[Start of Attachment]

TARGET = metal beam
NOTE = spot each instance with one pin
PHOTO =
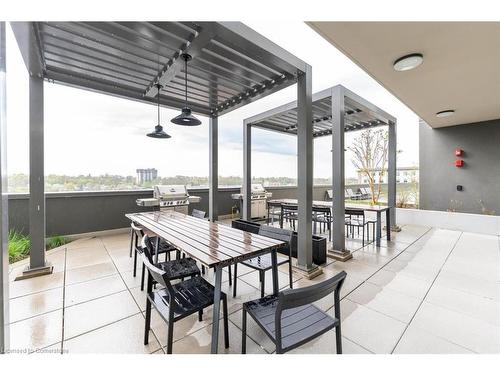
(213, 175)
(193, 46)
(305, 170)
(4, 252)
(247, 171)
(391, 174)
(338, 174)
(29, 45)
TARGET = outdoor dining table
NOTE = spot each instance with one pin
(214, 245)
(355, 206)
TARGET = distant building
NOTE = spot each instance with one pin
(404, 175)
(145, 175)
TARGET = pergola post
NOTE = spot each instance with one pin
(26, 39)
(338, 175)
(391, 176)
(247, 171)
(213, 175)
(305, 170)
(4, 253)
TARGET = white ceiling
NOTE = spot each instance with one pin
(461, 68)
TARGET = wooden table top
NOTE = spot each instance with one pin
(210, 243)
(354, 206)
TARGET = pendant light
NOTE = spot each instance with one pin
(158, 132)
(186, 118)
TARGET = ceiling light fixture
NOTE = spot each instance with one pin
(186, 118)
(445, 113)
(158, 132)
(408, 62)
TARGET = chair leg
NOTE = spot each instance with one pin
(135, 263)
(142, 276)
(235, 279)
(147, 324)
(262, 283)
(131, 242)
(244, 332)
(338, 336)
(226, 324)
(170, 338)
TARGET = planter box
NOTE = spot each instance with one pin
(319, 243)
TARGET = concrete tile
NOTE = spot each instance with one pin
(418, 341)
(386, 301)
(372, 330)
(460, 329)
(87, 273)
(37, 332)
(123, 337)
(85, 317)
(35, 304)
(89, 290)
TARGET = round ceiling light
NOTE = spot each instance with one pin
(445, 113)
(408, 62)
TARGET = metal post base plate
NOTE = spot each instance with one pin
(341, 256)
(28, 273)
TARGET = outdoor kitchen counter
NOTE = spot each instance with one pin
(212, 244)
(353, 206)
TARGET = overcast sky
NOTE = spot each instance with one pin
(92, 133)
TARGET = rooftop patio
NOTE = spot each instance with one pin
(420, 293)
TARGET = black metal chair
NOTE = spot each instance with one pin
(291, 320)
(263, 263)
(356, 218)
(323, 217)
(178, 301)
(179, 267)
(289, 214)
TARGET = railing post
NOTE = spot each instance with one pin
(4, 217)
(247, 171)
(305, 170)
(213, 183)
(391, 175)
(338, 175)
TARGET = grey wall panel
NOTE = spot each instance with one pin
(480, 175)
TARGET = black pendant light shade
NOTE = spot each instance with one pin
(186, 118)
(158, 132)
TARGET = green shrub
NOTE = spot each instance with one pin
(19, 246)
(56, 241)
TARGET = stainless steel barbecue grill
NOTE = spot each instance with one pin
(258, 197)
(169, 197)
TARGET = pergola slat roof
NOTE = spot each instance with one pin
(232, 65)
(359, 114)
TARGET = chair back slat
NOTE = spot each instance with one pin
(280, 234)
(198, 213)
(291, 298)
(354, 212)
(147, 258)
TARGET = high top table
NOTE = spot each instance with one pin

[End of Attachment]

• [What the exercise asks]: Reproduce the complete set of records verbatim and omit the pictures.

• [Result for this exercise]:
TARGET = metal beam
NOTE = spot each instance with one pin
PHOTO =
(213, 175)
(193, 46)
(305, 170)
(4, 252)
(247, 171)
(391, 174)
(338, 174)
(29, 45)
TARGET = outdoor dining table
NOTE = spot each instance with one pin
(214, 245)
(355, 206)
TARGET = distant building
NOTE = spot each instance with one pin
(404, 175)
(145, 175)
TARGET = pergola post
NOTE = spot each instance with one pin
(26, 39)
(338, 175)
(391, 176)
(247, 171)
(213, 175)
(305, 170)
(4, 253)
TARGET = white ceiling
NOTE = spot each instance with one pin
(461, 68)
TARGET = wooden table top
NOTE = spot each instance with one pin
(210, 243)
(354, 206)
TARGET = pendant light
NOTE = spot each instance with one pin
(158, 132)
(186, 118)
TARGET = ceiling light fixture
NOTE = spot each instance with one pin
(186, 118)
(445, 113)
(158, 132)
(408, 62)
TARGET = chair leg
NOTE = spot each instance with one pin
(135, 263)
(142, 276)
(235, 279)
(147, 324)
(262, 283)
(131, 242)
(244, 332)
(338, 336)
(226, 324)
(170, 338)
TARGET = planter box
NOTE = spot each instance with one pin
(319, 243)
TARGET = concrete tile
NOTE = spot each instance with one pin
(418, 341)
(386, 301)
(372, 330)
(460, 329)
(87, 273)
(37, 332)
(123, 337)
(85, 317)
(35, 304)
(89, 290)
TARGET = round ceiling light
NOTE = spot each instance with one pin
(445, 113)
(408, 62)
TARGET = metal post base plate
NOTE = spot each instance with one pin
(341, 256)
(28, 273)
TARGET = outdoor kitchen counter
NOTE = spot each instance with one pin
(212, 244)
(353, 206)
TARGET = overcast sky
NOTE = spot each instance with one pin
(92, 133)
TARGET = rooftop patio
NOTE = spot each instance with one pin
(420, 293)
TARGET = black metal chair
NOTE = spot each instance with one pin
(291, 320)
(263, 263)
(356, 218)
(323, 217)
(178, 301)
(179, 267)
(289, 214)
TARGET = railing post
NOTE = spot each instance with one pin
(4, 217)
(247, 171)
(305, 170)
(213, 183)
(391, 175)
(338, 175)
TARGET = grey wall panel
NOTE = spot each instance with one pin
(480, 175)
TARGET = black pendant light shade
NOTE = spot each instance with one pin
(186, 118)
(158, 132)
TARGET = green shrub
NOTE = spot each instance with one pin
(19, 246)
(56, 241)
TARGET = stainless steel barbecue grill
NOTE = spot each instance with one pin
(258, 197)
(169, 197)
TARGET = pergola slat roof
NOTE = spot each instance with one pin
(232, 65)
(359, 114)
TARGET = chair back slat
NOTE = spot each instance with one pin
(280, 234)
(198, 213)
(291, 298)
(354, 212)
(147, 258)
TARGET = high top table
NOTE = spot each instance with one pin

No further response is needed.